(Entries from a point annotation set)
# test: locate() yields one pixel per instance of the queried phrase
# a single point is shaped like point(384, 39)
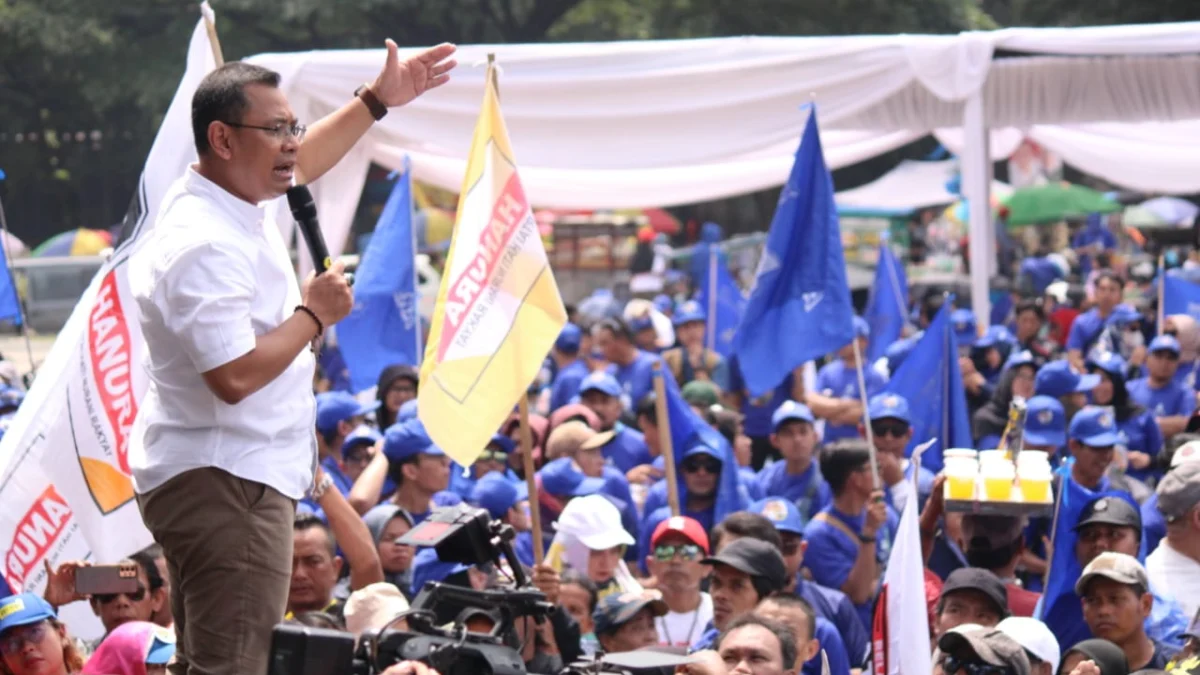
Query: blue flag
point(888, 304)
point(930, 380)
point(384, 329)
point(799, 308)
point(724, 306)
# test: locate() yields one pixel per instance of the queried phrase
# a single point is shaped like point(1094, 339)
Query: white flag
point(65, 487)
point(901, 622)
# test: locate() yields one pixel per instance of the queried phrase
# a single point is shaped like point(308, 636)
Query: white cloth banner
point(65, 491)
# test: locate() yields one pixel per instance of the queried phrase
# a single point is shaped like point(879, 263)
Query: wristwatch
point(373, 103)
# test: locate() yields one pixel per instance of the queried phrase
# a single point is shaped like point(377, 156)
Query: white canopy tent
point(661, 123)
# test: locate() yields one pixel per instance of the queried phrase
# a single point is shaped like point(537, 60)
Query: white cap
point(373, 607)
point(1035, 637)
point(594, 521)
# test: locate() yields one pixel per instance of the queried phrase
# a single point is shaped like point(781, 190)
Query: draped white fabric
point(663, 123)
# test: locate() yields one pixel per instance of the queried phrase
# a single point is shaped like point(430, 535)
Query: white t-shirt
point(681, 629)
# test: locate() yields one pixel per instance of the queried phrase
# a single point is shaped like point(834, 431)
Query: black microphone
point(305, 214)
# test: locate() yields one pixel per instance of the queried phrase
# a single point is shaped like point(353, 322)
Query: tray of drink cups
point(988, 483)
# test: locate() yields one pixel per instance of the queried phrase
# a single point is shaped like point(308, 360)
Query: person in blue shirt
point(839, 380)
point(797, 476)
point(633, 368)
point(832, 605)
point(1089, 326)
point(571, 369)
point(625, 448)
point(1139, 434)
point(1167, 400)
point(851, 538)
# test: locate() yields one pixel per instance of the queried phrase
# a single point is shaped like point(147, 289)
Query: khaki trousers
point(228, 548)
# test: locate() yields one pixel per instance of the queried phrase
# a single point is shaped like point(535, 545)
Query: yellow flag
point(498, 310)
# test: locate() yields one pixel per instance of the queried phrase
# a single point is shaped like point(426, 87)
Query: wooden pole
point(665, 444)
point(539, 553)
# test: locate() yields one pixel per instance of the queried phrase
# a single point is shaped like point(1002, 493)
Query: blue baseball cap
point(569, 339)
point(888, 405)
point(497, 494)
point(791, 410)
point(563, 477)
point(600, 382)
point(1057, 380)
point(964, 326)
point(781, 513)
point(363, 435)
point(408, 438)
point(690, 312)
point(1045, 422)
point(339, 406)
point(24, 610)
point(1164, 344)
point(1095, 426)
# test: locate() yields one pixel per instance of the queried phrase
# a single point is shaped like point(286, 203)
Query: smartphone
point(107, 579)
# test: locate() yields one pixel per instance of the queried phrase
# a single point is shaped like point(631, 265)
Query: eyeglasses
point(136, 596)
point(17, 637)
point(281, 131)
point(667, 551)
point(708, 465)
point(889, 428)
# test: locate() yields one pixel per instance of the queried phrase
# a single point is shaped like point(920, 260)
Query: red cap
point(687, 526)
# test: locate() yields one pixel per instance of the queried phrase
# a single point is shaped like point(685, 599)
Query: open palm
point(401, 81)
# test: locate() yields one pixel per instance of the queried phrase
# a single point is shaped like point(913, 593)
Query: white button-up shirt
point(213, 275)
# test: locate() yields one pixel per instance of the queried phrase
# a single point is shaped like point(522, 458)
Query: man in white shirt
point(223, 444)
point(1175, 563)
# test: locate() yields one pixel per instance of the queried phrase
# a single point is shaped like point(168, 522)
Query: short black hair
point(745, 524)
point(843, 459)
point(309, 521)
point(221, 96)
point(797, 602)
point(787, 647)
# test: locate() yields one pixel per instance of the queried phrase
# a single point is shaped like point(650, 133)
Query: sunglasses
point(136, 596)
point(889, 428)
point(17, 637)
point(667, 551)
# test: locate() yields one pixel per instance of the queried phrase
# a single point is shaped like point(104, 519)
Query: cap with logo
point(600, 382)
point(618, 609)
point(791, 410)
point(1045, 422)
point(688, 527)
point(339, 406)
point(781, 513)
point(1109, 511)
point(1122, 568)
point(1179, 491)
point(1093, 426)
point(754, 557)
point(888, 405)
point(982, 580)
point(1057, 380)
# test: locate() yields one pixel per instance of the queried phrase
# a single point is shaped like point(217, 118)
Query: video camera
point(438, 617)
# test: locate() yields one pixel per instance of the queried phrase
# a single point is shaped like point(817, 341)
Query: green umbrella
point(1055, 202)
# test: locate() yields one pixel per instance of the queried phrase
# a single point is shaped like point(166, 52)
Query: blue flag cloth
point(383, 329)
point(888, 304)
point(724, 305)
point(799, 308)
point(930, 380)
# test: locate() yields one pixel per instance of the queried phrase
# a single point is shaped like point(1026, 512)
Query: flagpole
point(665, 446)
point(867, 413)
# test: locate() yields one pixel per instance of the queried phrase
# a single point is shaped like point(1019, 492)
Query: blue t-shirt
point(809, 490)
point(1168, 401)
point(835, 378)
point(567, 383)
point(835, 551)
point(835, 608)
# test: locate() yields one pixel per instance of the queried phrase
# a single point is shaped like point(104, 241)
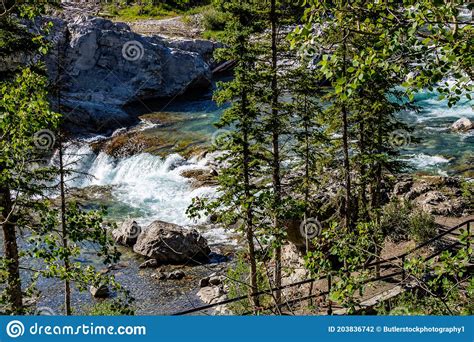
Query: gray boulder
point(104, 66)
point(127, 234)
point(171, 244)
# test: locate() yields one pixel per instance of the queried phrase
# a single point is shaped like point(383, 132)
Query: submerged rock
point(201, 177)
point(462, 125)
point(212, 294)
point(169, 243)
point(100, 292)
point(152, 263)
point(127, 234)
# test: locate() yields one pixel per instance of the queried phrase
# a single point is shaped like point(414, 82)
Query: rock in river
point(127, 234)
point(171, 244)
point(462, 125)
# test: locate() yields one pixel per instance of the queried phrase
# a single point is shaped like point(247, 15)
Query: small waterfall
point(150, 184)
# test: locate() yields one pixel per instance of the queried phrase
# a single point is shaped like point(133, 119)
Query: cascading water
point(151, 185)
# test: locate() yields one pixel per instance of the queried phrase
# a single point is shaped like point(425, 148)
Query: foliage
point(214, 20)
point(401, 220)
point(342, 254)
point(237, 283)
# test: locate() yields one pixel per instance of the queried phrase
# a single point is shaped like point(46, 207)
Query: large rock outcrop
point(102, 66)
point(171, 244)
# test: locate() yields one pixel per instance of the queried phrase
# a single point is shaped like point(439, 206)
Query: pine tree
point(238, 199)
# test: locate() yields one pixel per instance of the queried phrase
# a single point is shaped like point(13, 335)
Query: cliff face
point(100, 66)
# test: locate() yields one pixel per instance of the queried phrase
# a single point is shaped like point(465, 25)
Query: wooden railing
point(390, 262)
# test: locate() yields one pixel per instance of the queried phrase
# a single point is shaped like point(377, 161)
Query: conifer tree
point(238, 190)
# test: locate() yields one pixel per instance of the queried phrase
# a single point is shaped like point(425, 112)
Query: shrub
point(395, 220)
point(401, 221)
point(422, 225)
point(214, 20)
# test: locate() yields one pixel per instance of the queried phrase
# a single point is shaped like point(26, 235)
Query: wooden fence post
point(329, 294)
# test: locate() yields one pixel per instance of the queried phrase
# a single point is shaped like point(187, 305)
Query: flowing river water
point(147, 187)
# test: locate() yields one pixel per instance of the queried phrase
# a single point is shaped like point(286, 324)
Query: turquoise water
point(439, 150)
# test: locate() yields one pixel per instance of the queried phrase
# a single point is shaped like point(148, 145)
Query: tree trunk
point(10, 247)
point(67, 286)
point(276, 151)
point(249, 212)
point(345, 143)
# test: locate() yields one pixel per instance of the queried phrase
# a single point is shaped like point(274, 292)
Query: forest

**STATED TASK**:
Rescale the items from the first line through the line containing "point(724, 306)", multiplying each answer point coordinate by 2.1 and rounding to whole numbers with halves rounded up. Copy every other line unchanged, including the comment lines and their sample points, and leave out the picture.

**THE COMPLETED TASK**:
# test: locate() yields one pixel per instance of the queried phrase
# a single point is shaped like point(384, 39)
Query: blue flag
point(1865, 638)
point(1953, 798)
point(806, 691)
point(1678, 647)
point(1520, 643)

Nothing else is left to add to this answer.